Sure, there are times when writing an RDBMS-based solution seems like a big overhead. But there's a good reason for using RDBMS on projects that are likely to mutate and add new features over time, and/or have to interoperate with other programs and systems.

On the other hand, if you just want to stores a small array of data that fits in a 100 line text file, and the program is completely closed and self contained, there's no need for the flexibility of a RDBMS.

Imagine a business that has to "send and receive stuff"...

If you're moving two or three little packages to nearby local area businesses, only, you can get by with a small car.

But imagine your regularly ship objects large and small to locations local and international... Then you need an intermodal transportation system. Sure, your interface might be "the shipping guy", but the backbone of the transportation is heavy duty...
We use the DB for nearly everything by ComputerSlicer23 · 2002-10-29 10:18 · Score: 5, Interesting

I write a screen scrapping application, that downloads lots (100K + web pages a week). We write absolutely everything page into the database. 5GB is enough to hold about two days worth of pages. So we can't keep it in our production database. Especially because 95% of the data doesn't need to be stored except for auditting, but we keep it around in case a mistake is found, or a new tread in the pages happens.
The reason we use the database instead of the filesystem is deathly simple. The database is god-like. I can do point it time recovery, and guarunttee that the database is completely consistant with the recovery point. If I had all that in a filesystem it'd be harder. It means I have hot-rollover capaibility from server to server, without having to duplicate my filesystem from machine to machine, I just let the hot archive logs deal with that. It means I have one backup system, and one failure recovery plan. It means all I have to monitor is the Oracle tablespace to ensure I don't run out of space. It means when I say "commit", I can hold Oracle accountable for ensuring the data is there, rather then having myself held accountable by the management.
If I was a good little boy and swallowed all the kool-aid, I'd use iFS (Oracle's Internet Filesystem) and it'd be all good. However, I don't I just use a huge array of blob's in my Oracle database.
Now that said, I have a remote filesystem that all of this data gets spooled to. Once spooled there it gets written to CD. Once the CD's are written, they are then used to find, compare, and if they match delete the blobs out of the Database. The CD then deletes the files out of the spool. Duplicate the CD, compare the two, send one offsite.
The other reason we use the database, that it's easier to deal with in our application, because writting a join against the filesystem is tricky...
Kirby
1. Re:We use the DB for nearly everything by ComputerSlicer23 · 2002-10-29 19:29 · Score: 5, Interesting
  
  What I thought was interesting, is that you say that you can hold Oracle accountable for missing data. What's to keep Oracle from claiming that you're a dumb ass and messed it up all by yourself? Doesn't the click through on the license basically keep them from being held liable? What do you think management is going to say when Oracle tells them the employee is the one who screwed up?
  I've submitted a request into the Oracle iTAR (Technical Assistance Request) system, at 3:00 AM, gotten a call back by 3:10AM, and a resolution by 3:45AM on a relatively esoteric bug. When I say, I get to hold Oracle accountable, I mean, I can hold Oracle accountable to get me up and running pronto with as much data as I'm going to get. It costs an arm and a leg, but the only people I've ever heard of who have lost their data using Oracle just didn't do backups properly. Oracle is pretty serious about keeping your data around. If you stay with stable tested versions, you'll be fine with Oracle.

*-*-*

- **Jobs**:
- 1) In the database thread, what does iFS stand for?
- 2) Give the part of the records that opens with the line containing "Query: snow on mountain peak" and runs to the end of the records as a numbered list, leaving out blank lines.
The records have no connection to the text.

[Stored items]
*-*-*

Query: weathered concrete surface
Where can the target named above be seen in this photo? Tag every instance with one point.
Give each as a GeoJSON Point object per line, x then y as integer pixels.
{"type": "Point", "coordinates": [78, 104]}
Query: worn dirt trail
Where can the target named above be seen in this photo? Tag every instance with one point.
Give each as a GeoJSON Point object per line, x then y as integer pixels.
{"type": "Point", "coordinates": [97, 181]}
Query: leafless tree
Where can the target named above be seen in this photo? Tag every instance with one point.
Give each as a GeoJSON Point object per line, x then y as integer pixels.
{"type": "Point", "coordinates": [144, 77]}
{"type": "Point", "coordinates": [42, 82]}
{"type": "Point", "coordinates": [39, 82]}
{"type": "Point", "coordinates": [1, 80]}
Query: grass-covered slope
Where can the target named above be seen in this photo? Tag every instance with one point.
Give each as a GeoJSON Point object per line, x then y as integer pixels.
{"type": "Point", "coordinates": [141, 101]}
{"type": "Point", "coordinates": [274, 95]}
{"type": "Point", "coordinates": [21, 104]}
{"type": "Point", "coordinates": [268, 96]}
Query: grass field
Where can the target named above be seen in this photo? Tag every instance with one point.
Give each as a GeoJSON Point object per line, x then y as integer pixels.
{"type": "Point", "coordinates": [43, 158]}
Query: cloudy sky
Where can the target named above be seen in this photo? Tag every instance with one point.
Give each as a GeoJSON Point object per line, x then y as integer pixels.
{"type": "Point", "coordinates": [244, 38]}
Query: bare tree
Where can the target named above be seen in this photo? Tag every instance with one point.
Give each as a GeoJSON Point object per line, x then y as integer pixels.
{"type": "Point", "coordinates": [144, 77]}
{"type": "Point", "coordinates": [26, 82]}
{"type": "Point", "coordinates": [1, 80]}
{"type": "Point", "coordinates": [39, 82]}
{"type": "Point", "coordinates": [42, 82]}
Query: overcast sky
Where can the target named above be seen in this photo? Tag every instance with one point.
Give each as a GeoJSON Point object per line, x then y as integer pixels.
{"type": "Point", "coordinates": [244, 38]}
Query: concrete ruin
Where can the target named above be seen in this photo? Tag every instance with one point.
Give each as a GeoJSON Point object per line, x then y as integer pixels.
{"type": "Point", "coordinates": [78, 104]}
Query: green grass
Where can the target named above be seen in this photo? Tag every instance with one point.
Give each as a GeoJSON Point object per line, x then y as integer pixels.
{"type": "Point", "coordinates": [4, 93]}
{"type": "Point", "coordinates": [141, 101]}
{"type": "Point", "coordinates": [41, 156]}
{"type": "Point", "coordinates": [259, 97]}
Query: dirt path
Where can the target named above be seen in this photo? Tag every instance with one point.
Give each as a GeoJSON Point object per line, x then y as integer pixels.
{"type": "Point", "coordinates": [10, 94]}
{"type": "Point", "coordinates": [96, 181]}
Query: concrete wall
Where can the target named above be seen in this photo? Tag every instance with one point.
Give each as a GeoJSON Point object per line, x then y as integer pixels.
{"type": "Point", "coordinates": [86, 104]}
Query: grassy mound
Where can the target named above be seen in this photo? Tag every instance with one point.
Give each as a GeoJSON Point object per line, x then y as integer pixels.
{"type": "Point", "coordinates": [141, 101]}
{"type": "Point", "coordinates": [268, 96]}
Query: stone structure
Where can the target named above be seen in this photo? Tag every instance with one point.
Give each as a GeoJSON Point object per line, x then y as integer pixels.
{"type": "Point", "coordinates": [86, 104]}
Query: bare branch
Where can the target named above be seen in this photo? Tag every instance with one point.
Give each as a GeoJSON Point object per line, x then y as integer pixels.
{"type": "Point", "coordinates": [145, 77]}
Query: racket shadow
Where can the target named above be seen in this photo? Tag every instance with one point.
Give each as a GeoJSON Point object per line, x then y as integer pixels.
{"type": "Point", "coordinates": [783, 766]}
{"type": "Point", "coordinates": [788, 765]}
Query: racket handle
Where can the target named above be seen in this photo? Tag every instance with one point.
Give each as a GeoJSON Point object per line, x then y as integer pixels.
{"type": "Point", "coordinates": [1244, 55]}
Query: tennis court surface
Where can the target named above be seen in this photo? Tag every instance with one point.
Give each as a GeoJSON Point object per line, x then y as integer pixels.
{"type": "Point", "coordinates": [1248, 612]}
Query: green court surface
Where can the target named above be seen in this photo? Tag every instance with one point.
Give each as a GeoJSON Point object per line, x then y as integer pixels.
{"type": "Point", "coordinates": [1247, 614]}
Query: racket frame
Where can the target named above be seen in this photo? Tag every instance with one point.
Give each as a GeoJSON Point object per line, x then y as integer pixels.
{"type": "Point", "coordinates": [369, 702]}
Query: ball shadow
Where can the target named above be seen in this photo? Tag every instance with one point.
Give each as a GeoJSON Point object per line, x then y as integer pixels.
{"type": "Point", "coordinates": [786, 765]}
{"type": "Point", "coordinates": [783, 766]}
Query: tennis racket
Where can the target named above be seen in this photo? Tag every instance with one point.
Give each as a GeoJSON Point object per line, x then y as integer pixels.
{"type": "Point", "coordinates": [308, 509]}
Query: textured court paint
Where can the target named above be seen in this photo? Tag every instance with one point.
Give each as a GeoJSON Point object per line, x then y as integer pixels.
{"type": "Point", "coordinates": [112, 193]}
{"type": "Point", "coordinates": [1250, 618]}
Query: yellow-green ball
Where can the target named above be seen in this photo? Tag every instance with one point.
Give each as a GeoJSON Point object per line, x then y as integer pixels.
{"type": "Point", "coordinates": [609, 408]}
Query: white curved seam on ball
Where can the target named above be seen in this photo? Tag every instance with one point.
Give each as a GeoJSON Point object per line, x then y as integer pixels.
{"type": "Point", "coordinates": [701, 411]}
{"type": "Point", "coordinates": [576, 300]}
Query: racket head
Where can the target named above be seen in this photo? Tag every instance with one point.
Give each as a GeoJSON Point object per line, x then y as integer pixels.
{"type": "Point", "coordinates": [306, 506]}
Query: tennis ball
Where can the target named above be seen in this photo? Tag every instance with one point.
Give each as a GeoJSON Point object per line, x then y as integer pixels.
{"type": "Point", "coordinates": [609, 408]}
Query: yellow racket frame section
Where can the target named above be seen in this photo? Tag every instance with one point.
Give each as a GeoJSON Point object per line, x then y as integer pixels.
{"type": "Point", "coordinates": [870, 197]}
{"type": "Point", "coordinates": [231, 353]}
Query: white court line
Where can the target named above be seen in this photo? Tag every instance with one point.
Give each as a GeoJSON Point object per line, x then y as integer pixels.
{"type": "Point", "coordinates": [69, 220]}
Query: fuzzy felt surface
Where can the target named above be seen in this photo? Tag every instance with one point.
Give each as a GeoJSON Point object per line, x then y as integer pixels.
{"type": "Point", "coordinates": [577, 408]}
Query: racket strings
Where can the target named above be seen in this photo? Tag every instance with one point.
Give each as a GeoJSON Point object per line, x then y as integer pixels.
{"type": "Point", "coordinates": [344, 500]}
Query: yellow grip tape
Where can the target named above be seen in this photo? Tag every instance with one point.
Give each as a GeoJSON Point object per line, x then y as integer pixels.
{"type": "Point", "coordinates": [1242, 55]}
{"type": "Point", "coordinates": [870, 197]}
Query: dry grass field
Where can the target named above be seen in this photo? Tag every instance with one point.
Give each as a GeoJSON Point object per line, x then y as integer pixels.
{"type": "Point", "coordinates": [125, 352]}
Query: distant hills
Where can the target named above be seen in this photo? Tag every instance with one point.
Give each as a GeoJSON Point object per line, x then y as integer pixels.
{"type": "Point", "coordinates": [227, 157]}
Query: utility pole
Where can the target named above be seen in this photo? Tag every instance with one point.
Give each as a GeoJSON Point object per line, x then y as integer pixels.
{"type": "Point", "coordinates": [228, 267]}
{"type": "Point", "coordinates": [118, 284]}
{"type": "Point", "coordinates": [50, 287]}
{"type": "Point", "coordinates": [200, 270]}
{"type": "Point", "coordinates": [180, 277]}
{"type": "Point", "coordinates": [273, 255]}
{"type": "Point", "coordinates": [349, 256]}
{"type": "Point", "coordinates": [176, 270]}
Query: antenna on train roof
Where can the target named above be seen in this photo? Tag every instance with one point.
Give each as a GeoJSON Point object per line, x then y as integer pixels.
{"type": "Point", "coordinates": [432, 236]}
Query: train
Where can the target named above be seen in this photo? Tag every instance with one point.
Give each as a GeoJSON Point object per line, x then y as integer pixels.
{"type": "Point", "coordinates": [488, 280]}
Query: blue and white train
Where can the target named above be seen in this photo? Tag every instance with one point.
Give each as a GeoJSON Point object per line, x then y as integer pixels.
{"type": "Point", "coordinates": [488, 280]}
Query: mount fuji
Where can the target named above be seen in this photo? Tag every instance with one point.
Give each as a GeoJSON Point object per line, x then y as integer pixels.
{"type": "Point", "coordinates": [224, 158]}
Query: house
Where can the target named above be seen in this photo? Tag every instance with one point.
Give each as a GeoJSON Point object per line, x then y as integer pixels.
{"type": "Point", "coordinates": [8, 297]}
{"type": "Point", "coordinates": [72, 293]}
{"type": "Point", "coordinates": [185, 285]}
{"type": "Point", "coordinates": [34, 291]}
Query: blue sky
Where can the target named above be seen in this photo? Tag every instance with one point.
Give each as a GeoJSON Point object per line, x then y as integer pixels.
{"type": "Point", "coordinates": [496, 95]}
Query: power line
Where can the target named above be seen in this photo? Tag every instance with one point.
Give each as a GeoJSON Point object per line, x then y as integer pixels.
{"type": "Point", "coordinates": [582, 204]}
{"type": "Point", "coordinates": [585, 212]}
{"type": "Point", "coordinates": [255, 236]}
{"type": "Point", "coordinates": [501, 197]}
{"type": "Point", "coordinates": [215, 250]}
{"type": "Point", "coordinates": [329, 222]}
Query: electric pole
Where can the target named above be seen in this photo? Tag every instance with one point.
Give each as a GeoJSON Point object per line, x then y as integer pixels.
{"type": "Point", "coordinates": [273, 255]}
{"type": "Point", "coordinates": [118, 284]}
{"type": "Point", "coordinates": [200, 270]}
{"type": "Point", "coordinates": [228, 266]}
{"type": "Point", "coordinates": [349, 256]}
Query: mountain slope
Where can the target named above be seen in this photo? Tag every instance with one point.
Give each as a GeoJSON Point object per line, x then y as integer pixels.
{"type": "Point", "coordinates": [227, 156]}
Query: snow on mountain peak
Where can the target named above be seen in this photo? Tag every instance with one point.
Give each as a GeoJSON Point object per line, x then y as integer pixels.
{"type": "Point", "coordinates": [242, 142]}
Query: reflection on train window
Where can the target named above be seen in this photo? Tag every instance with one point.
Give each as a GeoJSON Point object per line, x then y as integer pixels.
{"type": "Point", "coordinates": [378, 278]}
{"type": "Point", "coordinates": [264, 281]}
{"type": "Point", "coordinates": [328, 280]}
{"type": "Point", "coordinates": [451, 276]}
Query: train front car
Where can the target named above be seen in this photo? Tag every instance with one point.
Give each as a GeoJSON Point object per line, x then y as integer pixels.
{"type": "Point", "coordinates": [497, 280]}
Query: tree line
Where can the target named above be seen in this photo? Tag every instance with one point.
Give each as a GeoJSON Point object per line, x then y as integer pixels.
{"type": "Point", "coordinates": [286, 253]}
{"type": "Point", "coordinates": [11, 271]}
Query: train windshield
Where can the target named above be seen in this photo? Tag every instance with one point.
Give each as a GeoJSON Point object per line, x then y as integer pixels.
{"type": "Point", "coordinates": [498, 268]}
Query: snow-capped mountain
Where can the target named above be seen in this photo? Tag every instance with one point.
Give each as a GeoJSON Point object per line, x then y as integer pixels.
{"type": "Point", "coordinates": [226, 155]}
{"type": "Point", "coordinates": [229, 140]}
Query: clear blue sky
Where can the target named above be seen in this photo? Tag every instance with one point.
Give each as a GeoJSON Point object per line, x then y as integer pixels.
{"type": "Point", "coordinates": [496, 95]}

*-*-*

- **Responses per task**:
- 1) Oracle's Internet Filesystem.

- 2)
1. Query: snow on mountain peak
2. Where can the target named above be seen in this photo? Tag every instance with one point.
3. Give each as a GeoJSON Point object per line, x then y as integer pixels.
4. {"type": "Point", "coordinates": [242, 142]}
5. Query: reflection on train window
6. Where can the target named above be seen in this photo? Tag every instance with one point.
7. Give each as a GeoJSON Point object per line, x then y as integer pixels.
8. {"type": "Point", "coordinates": [378, 278]}
9. {"type": "Point", "coordinates": [264, 281]}
10. {"type": "Point", "coordinates": [328, 280]}
11. {"type": "Point", "coordinates": [451, 276]}
12. Query: train front car
13. Where can the target named above be seen in this photo? Tag every instance with one point.
14. Give each as a GeoJSON Point object per line, x then y as integer pixels.
15. {"type": "Point", "coordinates": [497, 280]}
16. Query: tree line
17. Where can the target named above be seen in this photo? Tag every instance with one point.
18. Give each as a GeoJSON Point object per line, x then y as integer pixels.
19. {"type": "Point", "coordinates": [286, 253]}
20. {"type": "Point", "coordinates": [11, 271]}
21. Query: train windshield
22. Where can the target named above be seen in this photo? Tag every instance with one point.
23. Give each as a GeoJSON Point object per line, x then y as integer pixels.
24. {"type": "Point", "coordinates": [498, 268]}
25. Query: snow-capped mountain
26. Where can the target named above be seen in this photo? Tag every instance with one point.
27. Give each as a GeoJSON Point object per line, x then y as integer pixels.
28. {"type": "Point", "coordinates": [226, 155]}
29. {"type": "Point", "coordinates": [229, 140]}
30. Query: clear blue sky
31. Where can the target named above be seen in this photo? Tag every instance with one point.
32. Give each as a GeoJSON Point object per line, x then y as integer pixels.
33. {"type": "Point", "coordinates": [496, 95]}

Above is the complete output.